- [Prompt]: Recast the part of the rows below that opens with the line containing "For the evaluation, point out each instance of the blurred" and runs through the end of the rows as a Markdown table with the columns Number and Line, one line per entry and blank lines omitted.

- [Provided records]:
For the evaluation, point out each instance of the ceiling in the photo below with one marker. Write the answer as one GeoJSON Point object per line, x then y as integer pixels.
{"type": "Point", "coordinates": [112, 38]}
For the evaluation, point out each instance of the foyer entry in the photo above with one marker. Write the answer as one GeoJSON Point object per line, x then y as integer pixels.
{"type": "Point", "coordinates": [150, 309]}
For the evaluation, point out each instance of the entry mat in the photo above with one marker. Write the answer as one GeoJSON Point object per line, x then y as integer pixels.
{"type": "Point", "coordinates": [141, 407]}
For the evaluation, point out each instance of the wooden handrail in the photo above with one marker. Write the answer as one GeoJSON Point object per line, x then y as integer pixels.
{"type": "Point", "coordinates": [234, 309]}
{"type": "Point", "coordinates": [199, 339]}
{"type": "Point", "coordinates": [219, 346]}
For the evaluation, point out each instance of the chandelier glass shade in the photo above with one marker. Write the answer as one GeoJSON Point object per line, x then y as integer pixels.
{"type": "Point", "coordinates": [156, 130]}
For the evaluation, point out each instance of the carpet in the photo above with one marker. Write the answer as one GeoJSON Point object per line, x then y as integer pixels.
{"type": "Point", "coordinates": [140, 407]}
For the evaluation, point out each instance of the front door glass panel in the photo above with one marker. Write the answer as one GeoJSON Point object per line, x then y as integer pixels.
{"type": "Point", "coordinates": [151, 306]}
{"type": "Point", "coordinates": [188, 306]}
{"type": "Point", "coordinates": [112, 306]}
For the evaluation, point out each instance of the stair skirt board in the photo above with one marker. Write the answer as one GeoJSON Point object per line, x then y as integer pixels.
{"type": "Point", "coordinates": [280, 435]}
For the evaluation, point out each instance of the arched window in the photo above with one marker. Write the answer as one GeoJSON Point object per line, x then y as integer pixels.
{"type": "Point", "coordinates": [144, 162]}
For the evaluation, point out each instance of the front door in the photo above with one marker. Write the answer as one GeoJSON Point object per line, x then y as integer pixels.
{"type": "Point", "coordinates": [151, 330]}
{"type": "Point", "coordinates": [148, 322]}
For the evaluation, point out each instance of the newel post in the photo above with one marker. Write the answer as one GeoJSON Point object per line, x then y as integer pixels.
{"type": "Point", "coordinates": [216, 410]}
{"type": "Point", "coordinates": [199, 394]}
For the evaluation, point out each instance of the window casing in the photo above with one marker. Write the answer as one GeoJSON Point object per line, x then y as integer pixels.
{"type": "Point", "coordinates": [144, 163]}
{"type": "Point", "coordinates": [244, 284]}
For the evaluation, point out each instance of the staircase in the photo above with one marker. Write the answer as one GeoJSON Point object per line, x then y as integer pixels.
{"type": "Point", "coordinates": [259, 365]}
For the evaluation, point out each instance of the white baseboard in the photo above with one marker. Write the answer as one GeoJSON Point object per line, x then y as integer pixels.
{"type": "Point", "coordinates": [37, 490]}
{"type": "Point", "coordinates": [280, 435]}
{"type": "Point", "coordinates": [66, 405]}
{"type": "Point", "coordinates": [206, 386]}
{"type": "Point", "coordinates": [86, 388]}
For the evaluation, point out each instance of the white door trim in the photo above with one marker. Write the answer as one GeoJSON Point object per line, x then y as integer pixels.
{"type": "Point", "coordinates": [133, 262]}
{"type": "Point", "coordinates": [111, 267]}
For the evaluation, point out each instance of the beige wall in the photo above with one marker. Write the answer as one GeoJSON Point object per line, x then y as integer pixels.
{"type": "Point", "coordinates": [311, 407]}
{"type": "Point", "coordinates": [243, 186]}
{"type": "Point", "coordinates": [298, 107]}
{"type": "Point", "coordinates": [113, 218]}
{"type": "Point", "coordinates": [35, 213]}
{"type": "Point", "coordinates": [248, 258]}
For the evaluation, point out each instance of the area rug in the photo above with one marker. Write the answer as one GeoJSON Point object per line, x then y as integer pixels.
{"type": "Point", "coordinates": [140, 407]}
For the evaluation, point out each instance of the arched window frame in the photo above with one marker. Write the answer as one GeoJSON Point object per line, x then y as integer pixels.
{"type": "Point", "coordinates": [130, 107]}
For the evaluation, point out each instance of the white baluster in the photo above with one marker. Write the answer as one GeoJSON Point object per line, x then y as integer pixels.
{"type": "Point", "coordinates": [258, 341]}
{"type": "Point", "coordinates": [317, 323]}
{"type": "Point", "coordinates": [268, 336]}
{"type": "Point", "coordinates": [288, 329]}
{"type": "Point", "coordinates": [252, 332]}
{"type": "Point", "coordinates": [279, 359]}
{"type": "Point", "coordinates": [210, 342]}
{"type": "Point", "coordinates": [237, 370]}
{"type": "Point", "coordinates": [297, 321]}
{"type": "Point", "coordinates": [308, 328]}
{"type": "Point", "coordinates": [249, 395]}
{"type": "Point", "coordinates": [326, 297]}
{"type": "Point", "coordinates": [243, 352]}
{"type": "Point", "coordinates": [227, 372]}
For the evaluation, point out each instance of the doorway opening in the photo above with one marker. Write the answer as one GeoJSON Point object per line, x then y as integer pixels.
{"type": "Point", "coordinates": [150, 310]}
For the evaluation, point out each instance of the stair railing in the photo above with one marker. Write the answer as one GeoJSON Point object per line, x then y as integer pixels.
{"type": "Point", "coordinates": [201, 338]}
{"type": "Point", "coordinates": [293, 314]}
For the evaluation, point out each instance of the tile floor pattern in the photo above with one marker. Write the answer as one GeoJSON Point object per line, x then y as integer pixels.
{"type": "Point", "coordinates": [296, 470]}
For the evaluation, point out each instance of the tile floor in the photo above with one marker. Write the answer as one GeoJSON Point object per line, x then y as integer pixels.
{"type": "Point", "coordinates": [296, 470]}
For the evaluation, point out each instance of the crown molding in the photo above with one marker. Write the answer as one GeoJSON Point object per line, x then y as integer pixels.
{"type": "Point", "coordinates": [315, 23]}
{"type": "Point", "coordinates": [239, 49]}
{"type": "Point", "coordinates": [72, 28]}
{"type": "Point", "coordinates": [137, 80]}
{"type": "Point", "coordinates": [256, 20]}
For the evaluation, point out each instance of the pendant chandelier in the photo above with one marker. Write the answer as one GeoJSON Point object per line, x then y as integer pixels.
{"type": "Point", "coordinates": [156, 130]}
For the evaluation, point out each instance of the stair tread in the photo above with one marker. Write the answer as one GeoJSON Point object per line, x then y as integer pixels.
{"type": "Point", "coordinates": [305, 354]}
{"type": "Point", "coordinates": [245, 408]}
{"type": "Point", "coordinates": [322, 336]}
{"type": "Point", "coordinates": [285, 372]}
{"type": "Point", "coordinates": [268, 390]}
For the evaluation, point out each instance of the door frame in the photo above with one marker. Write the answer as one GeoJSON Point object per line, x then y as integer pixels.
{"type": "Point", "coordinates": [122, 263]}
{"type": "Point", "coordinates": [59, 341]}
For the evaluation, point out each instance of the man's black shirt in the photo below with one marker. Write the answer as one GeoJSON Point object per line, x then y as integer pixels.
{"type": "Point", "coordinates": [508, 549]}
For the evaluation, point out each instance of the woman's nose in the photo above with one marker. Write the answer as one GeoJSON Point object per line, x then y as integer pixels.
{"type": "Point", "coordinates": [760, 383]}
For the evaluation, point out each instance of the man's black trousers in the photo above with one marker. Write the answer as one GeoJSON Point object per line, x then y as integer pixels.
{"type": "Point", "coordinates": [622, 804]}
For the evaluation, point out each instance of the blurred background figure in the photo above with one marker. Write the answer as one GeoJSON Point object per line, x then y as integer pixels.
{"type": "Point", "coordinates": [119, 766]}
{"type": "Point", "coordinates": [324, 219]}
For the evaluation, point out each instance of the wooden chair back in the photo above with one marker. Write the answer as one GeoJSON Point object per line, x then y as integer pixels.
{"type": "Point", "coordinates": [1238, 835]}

- [Finished task]:
| Number | Line |
|---|---|
| 1 | For the evaluation, point out each instance of the blurred background figure in the photo above with one marker. Write the answer as one GeoJSON Point object per line, x then y as integer pixels. |
| 2 | {"type": "Point", "coordinates": [119, 766]} |
| 3 | {"type": "Point", "coordinates": [324, 219]} |
| 4 | For the evaluation, point out each instance of the wooden chair back in the photo above with one marker. Write the answer as one GeoJSON Point object per line, x then y as integer pixels. |
| 5 | {"type": "Point", "coordinates": [1238, 835]} |